The following discussion relates to certain primary factors relevant to the Board’s decision to approve the New Sub-Advisory Agreement. This discussion of the information and factors considered by the Board (including the information and factors discussed above) is not intended to be exhaustive, but rather summarizes certain factors considered by the Board.  In view of the wide variety of factors considered, the Board did not, unless otherwise noted, find it practicable to quantify or otherwise assign relative weights to the following factors. In addition, individual Trustees may have assigned different weights to various factors.

NATURE, EXTENT AND QUALITY OF SERVICES. The Trustees reviewed the nature, extent and quality of the services to be provided by Birnam Oak. In this regard, they reviewed the Fund’s investment goal and Birnam Oak’s proposed investment strategy, and Birnam Oak’s ability to implement such investment goal and/or investment strategy, including, but not limited to, Birnam Oak’s trading practices and investment decision processes.

With respect to the sub-advisory services to be provided by Birnam Oak, the Board noted the responsibilities that Birnam Oak would have with respect to the Sub-Advised Portion, including, among others, implementing the investment strategies with respect to the Sub-Advised Portion and ensuring compliance with the investment strategies, policies, and limitations of the Sub-Advised Portion. The Trustees considered the successful performance of Birnam Oak in managing other investment products with investment strategies similar to the investment strategies of the Sub-Advised Portion.

The Trustees reviewed the portfolio management team at Birnam Oak that would be responsible for managing the Sub-Advised Portion, including the team’s performance, staffing, skills and compensation program. The Trustees considered various other products, portfolios and entities that are advised by Birnam Oak, their relative fees and reasons for differences with respect thereto and any potential conflicts. The Board also considered a report from the Trust’s Chief Compliance Officer regarding Birnam Oak’s compliance program as such policies relate to the operations of the Fund. The Board considered the selection and due diligence process employed by Franklin Advisers in proposing Birnam Oak as a sub-advisor to the Fund, including the due diligence undertaken with respect to Birnam Oak’s compliance capabilities and efforts to integrate Birnam Oak’s operations, policies, procedures and compliance functions with those of Franklin Advisers.

Based on their review, the Trustees were satisfied with the nature and quality of the overall services to be provided by Birnam Oak to the Fund and its shareholders and were confident in the abilities of Birnam Oak to implement its proposed investment strategies, and to provide quality services to the Fund and its shareholders.

INVESTMENT PERFORMANCE. The Board noted that, as Birnam Oak had not provided any services to the Fund, there was no investment performance of Birnam Oak with respect to the Fund.  The Board considered the investment performance of Birnam Oak in managing other investment products with similar investment strategies to the investment strategies of the Sub-Advised Portion. The Board also considered the performance benchmarks for the Fund and how such benchmarks would be utilized to measure the performance of Birnam Oak in managing the Sub-Advised Portion.


COMPARATIVE EXPENSES AND PROFITABILITY. The Board considered the cost of the services to be provided by Birnam Oak. The Board also noted that it could not evaluate Birnam Oak’s profitability with respect to the Fund since no assets had yet been allocated to Birnam Oak.

◆ **WORK ORDER A**:
Answer these questions about the text on the Board's approval of the New Sub-Advisory Agreement, each on its own line:
(i) Whose report on Birnam Oak's compliance program did the Board consider?
(ii) Why could the Board not evaluate Birnam Oak's profitability with respect to the Fund?
(iii) Which four aspects of Birnam Oak's portfolio management team did the Trustees review?
◆ **WORK ORDER B**: In the text on the Board's approval of the New Sub-Advisory Agreement, recast the paragraph beginning "The Trustees reviewed the portfolio management team" as a bulleted list that keeps its main facts.
◆ **WORK ORDER C**: Please continue the text on the Board's approval of the New Sub-Advisory Agreement, starting after its last sentence.

◆ **RECORDED INFORMATION**:
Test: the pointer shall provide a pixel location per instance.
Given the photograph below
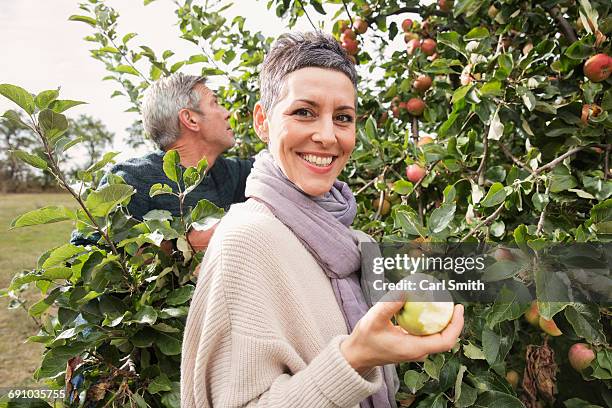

◆ **ANSWER AREA A**:
(i) The Trust's Chief Compliance Officer.
(ii) No assets had yet been allocated to Birnam Oak.
(iii) The team's performance, staffing, skills and compensation program.

◆ **ANSWER AREA B**:
- The Trustees reviewed the performance, staffing, skills and compensation program of the Birnam Oak team that would manage the Sub-Advised Portion.
- They considered other products, portfolios and entities advised by Birnam Oak, including their relative fees, the reasons for fee differences and any potential conflicts.
- The Board considered a report from the Trust's Chief Compliance Officer on Birnam Oak's compliance program as it relates to the Fund's operations.
- The Board considered Franklin Advisers' selection and due diligence process in proposing Birnam Oak as sub-advisor. This included due diligence on Birnam Oak's compliance capabilities and efforts to integrate Birnam Oak's operations, policies, procedures and compliance functions with those of Franklin Advisers.

◆ **ANSWER AREA C**:
The Board noted that the sub-advisory fees would be paid by Franklin Advisers to Birnam Oak and would not be additional fees to be borne by the Fund. The Board also noted that the sub-advisory fees to be paid by Franklin Advisers to Birnam Oak were the product of negotiations between Franklin Advisers and Birnam Oak and the Board considered the allocation of the investment management fee charged to the Fund between Franklin Advisers and Birnam Oak in light of the nature, extent and quality of the investment management services expected to be provided by Franklin Advisers and Birnam Oak. The Trustees considered various other products, portfolios and entities that are advised by Birnam Oak and the allocation of assets and expenses among and within them, as well as their relative fees and reasons for differences with respect thereto and any potential conflicts. The Board considered the extent to which Birnam Oak may derive ancillary benefits from the Fund’s operations.

With respect to the impact on Franklin Advisers’ and its affiliates’ profitability as a result of hiring Birnam Oak as a sub-advisor to the Fund, the Board considered the following: (1) the fee waiver and expense limitation arrangements in effect, the amount of Fund expenses that were absorbed since the inception of the Fund by Franklin Advisers through such arrangements, and the expected impact of the engagement of Birnam Oak on the amount of Fund expenses being waived by Franklin Advisers, (2) the level of sub-advisory fees to be paid to Birnam Oak, and (3) Franklin Advisers’ belief that the hiring of Birnam Oak will not have any material impact on Franklin Advisers’ profitability.

Based upon its consideration of all these factors, the Board determined that the sub-advisory fee structure for Birnam Oak was fair and reasonable.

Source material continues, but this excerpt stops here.